WHAT IS REQUIRED
Transcribe the records that follow exactly. Skip the pictures.

++++ SUPPLIED RECORDS ++++

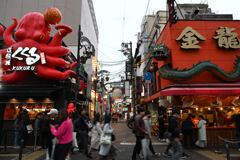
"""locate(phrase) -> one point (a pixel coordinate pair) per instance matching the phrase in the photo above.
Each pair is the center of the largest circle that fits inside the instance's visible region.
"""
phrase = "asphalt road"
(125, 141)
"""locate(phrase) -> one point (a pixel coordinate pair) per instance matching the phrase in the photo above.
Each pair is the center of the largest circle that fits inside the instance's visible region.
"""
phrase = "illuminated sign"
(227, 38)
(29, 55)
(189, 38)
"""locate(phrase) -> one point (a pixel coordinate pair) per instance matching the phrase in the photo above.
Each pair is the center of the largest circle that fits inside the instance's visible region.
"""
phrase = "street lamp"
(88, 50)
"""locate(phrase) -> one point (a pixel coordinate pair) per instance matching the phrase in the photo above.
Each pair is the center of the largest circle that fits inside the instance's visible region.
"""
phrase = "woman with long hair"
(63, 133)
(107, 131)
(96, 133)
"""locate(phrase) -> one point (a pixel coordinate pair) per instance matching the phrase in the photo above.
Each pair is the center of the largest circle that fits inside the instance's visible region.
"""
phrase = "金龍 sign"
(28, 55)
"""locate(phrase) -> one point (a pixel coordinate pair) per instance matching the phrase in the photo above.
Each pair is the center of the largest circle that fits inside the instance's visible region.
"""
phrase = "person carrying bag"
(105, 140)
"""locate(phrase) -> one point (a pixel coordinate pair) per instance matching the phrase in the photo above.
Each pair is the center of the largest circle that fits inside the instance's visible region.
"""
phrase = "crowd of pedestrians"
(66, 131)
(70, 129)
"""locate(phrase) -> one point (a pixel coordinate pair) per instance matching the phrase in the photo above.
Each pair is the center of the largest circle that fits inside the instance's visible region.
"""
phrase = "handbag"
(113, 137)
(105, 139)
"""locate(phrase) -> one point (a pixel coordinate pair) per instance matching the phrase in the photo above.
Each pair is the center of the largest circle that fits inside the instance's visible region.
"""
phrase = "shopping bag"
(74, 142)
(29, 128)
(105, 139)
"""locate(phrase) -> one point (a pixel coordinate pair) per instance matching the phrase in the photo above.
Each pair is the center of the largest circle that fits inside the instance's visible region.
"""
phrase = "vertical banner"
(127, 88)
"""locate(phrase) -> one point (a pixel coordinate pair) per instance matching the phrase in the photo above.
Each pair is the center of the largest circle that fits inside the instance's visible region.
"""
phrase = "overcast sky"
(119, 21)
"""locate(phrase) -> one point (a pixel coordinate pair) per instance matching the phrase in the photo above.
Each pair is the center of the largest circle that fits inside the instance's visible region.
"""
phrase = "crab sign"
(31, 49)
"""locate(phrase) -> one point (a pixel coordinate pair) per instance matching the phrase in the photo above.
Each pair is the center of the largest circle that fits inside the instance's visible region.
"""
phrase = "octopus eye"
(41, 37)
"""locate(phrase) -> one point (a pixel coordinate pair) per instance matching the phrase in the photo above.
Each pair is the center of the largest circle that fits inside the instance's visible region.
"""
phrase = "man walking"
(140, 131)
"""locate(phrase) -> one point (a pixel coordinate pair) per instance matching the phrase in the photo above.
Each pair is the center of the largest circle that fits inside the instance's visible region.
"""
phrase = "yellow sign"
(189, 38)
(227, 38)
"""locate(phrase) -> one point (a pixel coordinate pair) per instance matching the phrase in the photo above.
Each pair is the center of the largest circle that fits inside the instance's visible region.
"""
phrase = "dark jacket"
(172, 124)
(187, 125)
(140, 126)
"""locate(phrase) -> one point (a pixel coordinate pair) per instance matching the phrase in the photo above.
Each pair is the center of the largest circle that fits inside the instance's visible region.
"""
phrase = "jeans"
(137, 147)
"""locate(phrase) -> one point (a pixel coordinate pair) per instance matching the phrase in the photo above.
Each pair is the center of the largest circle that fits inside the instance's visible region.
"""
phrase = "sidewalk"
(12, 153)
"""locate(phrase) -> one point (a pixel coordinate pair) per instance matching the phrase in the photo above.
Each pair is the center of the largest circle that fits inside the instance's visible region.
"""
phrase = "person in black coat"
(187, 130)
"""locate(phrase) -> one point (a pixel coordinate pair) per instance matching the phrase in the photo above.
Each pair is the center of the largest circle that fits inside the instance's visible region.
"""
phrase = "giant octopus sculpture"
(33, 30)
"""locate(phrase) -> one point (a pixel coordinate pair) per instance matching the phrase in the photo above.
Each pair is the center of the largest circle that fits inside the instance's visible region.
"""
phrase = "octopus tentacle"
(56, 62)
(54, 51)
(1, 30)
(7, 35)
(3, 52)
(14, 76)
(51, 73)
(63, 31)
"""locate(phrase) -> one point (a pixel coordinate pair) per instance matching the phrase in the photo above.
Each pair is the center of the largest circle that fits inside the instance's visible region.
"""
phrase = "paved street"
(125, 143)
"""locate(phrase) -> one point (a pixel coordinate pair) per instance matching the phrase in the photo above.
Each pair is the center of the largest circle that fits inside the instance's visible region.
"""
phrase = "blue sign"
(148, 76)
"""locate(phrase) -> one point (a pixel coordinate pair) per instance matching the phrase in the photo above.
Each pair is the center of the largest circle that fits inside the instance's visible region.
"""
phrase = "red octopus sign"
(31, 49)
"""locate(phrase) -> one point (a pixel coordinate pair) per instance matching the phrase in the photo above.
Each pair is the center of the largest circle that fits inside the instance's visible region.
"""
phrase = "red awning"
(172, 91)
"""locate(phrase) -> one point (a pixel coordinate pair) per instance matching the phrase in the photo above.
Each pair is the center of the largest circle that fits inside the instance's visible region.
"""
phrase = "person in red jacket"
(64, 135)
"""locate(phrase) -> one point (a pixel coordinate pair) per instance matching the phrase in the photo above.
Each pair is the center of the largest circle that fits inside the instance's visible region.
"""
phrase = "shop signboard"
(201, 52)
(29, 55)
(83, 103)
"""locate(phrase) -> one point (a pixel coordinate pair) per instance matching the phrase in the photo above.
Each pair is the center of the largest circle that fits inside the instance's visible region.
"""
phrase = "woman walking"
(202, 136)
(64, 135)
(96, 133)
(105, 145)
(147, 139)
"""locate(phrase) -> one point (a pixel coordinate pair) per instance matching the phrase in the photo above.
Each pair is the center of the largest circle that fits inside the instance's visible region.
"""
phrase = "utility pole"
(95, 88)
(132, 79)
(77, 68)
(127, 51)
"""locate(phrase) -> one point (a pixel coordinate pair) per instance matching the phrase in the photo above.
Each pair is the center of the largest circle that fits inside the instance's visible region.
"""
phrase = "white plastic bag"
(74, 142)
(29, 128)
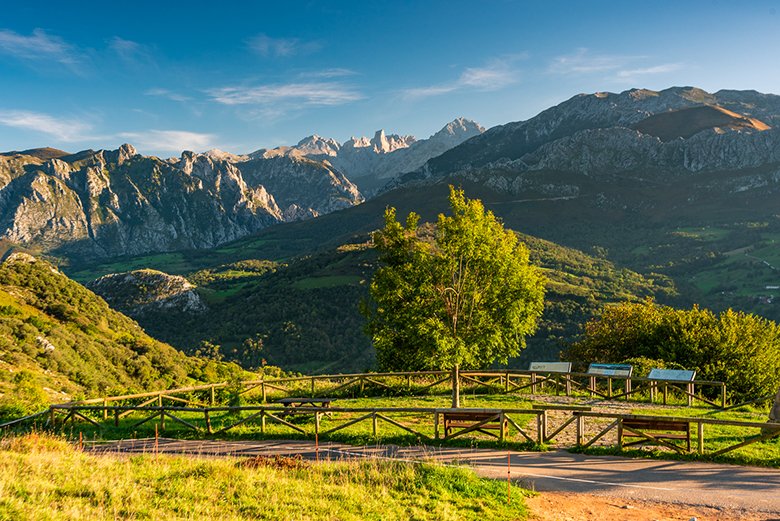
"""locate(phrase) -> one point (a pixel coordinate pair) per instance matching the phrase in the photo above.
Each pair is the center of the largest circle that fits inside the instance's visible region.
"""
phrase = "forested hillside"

++++

ANSWER BELOW
"""locate(phrase) -> one point (a pixel coordinate pair) per instance matching the phrase in the photo above.
Each pair is the center of the largest circle that fits inside the instance's visible region.
"""
phrase = "asphalt road"
(125, 141)
"""locate(phrase) -> one point (a pixel coordinate pair) per instance matching the phrase in the photo above.
Each pair is the center of the largest circle that fits inside the instance's visible region.
"""
phrase = "illuminated sign"
(227, 38)
(29, 55)
(189, 38)
"""locate(phrase) -> one point (a pixel coordinate pair) per instance matching the phrase in the photo above.
Each pair is the center of the largest circle that fits inside the instance's visible region.
"""
phrase = "street lamp"
(88, 50)
"""locate(phrase) -> one point (a pixel coordinate pair) per instance matching the phrase in the photo above.
Each pair is the center of the largest circle that fits inside the instance's visible region.
"""
phrase = "woman with long hair"
(63, 133)
(107, 131)
(96, 133)
"""locate(phrase) -> one point (a pixel coordinate pair) per instance matching the phrase in the photo above.
Each pair is the center of the largest circle that fits inside the instance's visible region.
"""
phrase = "金龍 sign"
(28, 55)
"""locate(phrase) -> one point (a pixel coordinate pair) per instance matching the phrase in the photo above.
Each pair is the center of the largest circle that fits inside the instance's visible region.
"""
phrase = "person carrying bag"
(105, 140)
"""locate(phrase) -> one point (a pixel coordinate pair) per instance matching the phrase in the photo above.
Each pair is the center of the largest circle that fits inside the instance's visible region.
"""
phrase = "crowd of pedestrians"
(66, 131)
(70, 129)
"""locate(phrase) -> one point (a pixel coordinate pair) per instance matching the phrase in the photo above.
Each pair is the center of the largest circle that fits inside the instance's visible region.
"""
phrase = "handbag"
(113, 137)
(105, 139)
"""locate(phrase) -> one point (a pixel coordinate pair) per instance matching the phrase in the photo above.
Each pair is the center of the largest circle that fits inside the instance's visible region.
"""
phrase = "shopping bag"
(74, 142)
(29, 128)
(105, 139)
"""locate(phrase) -> one point (a pixel coordinate pair) per instance matching the phrase in the photo above.
Each pair is the center of the largest circle that fits inside the instance's visible region.
"""
phrase = "vertical banner"
(127, 88)
"""locate(phrase) -> one point (a pixel coordinate pair) per instance matching the phrase in the photo above.
Each pair is the center of the largest circle that fits inside the instance's visible region.
"""
phrase = "overcast sky"
(119, 21)
"""locate(phrase) -> one point (a pixel coordinate pair) per instance matching the phrase in the photo above.
Each pair is the center of the largest circle that fits inside the instance's visible region.
"""
phrase = "crab sign"
(31, 49)
"""locate(phrase) -> one point (a pixel coordinate pair) per instance matching the phrase in the photo above.
Each pair is the center of the largest circle that fits inside the instance's visible region.
"""
phrase = "octopus eye"
(41, 37)
"""locate(phrase) -> one point (a pixel coordinate pair) per instance matching the phrase in the photo above.
Each pair is the center of the largest circle that fits inside the instance's visible region.
"""
phrase = "man walking"
(140, 131)
"""locate(phrase) -> one point (a pixel coordinate pair) per instance matching the phrase in the photo above.
Each pair is the center of the largest circle that fits inside the instance's visible region.
"""
phrase = "yellow sign"
(189, 38)
(227, 38)
"""locate(phrase) -> one point (a pixel coordinate pair) per instance matching the phrase in the photo above.
Each pair is the center of the largest circle that fits inside the instance's visible region.
"""
phrase = "dark jacket"
(172, 124)
(187, 125)
(140, 126)
"""locate(phrase) -> one point (a pixel coordinate pair) per instance matching the phrase in the photo above.
Each pair is the center of the largest circle that fits inside the instance's visible region.
"""
phrase = "jeans"
(137, 147)
"""locate(phrase) -> one point (a pixel coordinate pair) per instance matching the phrase in the photo above.
Each pair is the center of the largest circle that fits inside the instance's visible region.
"""
phrase = "sidewalk"
(12, 153)
"""locate(phrase) -> one point (a pixel coordinate pair) per instance matching the phrase in the photo above.
Each pair is the center of the largest circle that fits inside the instance's visible region.
"""
phrase = "person in black coat"
(187, 130)
"""locate(phrase) -> one point (a pixel coordinate pair) per instance matching the phrase in the photo above.
Each pair is the center of the largest circle that fits inside the instance's visible region.
"""
phrase = "giant octopus sculpture"
(33, 30)
"""locate(phrase) -> one point (a pixel coordinate pair) per instance matching the phrase in the photo above.
Each pair is the center of the largest circle that fits inside the instance's visible region.
"""
phrase = "octopus tentacle"
(56, 62)
(54, 51)
(1, 30)
(7, 35)
(3, 52)
(14, 76)
(51, 73)
(63, 31)
"""locate(phrase) -> one point (a pixel coordinate pair) per instance matching the phrase in the photo above.
Each pair is the center of the largest circle that fits inside the instance's visible region.
"""
phrase = "paved street"
(125, 143)
"""locate(phrase) -> one point (a pixel coordinate pair) per instance matching the phrase in the photo above.
Each pair is the center of the largest circle that fits inside the instance's visible region.
"""
phrase = "blue sign"
(148, 76)
"""locate(phrase) -> one point (a pixel coordinate pair) per instance matching the phrase in the photo above.
Each pair is the center of the largest circle that fits inside the instance's visible region.
"""
phrase = "red octopus sign"
(31, 49)
"""locate(phrase) -> one point (a pixel coordinate pair) per instance matching the phrase in the photo above.
Each pair is the center of the largest circle that fits inside the instance's visible region.
"""
phrase = "red awning"
(172, 91)
"""locate(phrase) -> one point (a pixel coordinate pair) per instance matching the phrase in the photo above.
Each pair is the center of the largest circle that fits inside the instance's visible region.
"""
phrase = "person in red jacket"
(64, 135)
"""locate(phrase) -> one point (a pixel coordinate pair) per instance matching the phrase in the photo above.
Each pair is the center of the largest circle that fits inside the instance's visible region.
"""
phrase = "shop signboard"
(201, 52)
(29, 55)
(83, 103)
"""locate(phrase) -> one point (a pixel coordinate pair) per instance matching the phrase in the photo above.
Each pair is the center of the largest circle that fits inside the instance's visible region.
"""
phrase = "woman walking"
(202, 136)
(64, 135)
(96, 133)
(105, 145)
(147, 139)
"""locate(phrase) -> one point (a pixel coordinate pair) per instance matching the phrase in the photo above.
Each pair is the center of the largest circle that fits inside the instance's visible region.
"""
phrase = "utility pole"
(95, 88)
(132, 79)
(77, 68)
(127, 51)
"""locate(phrase) -> one point (a pixel coordinate pair) per instance matching the phrase in the photo above.
Each pair is the center of the largest circle that fits inside the instance's visible region.
"""
phrase = "white plastic bag"
(74, 142)
(29, 128)
"""locate(phrase) -> one point (a pixel coordinate pair) per instance matching the phrase in the photo above.
Each pair is the center of the largest circle that fits inside the instance's visible region.
"""
phrase = "forested hillside"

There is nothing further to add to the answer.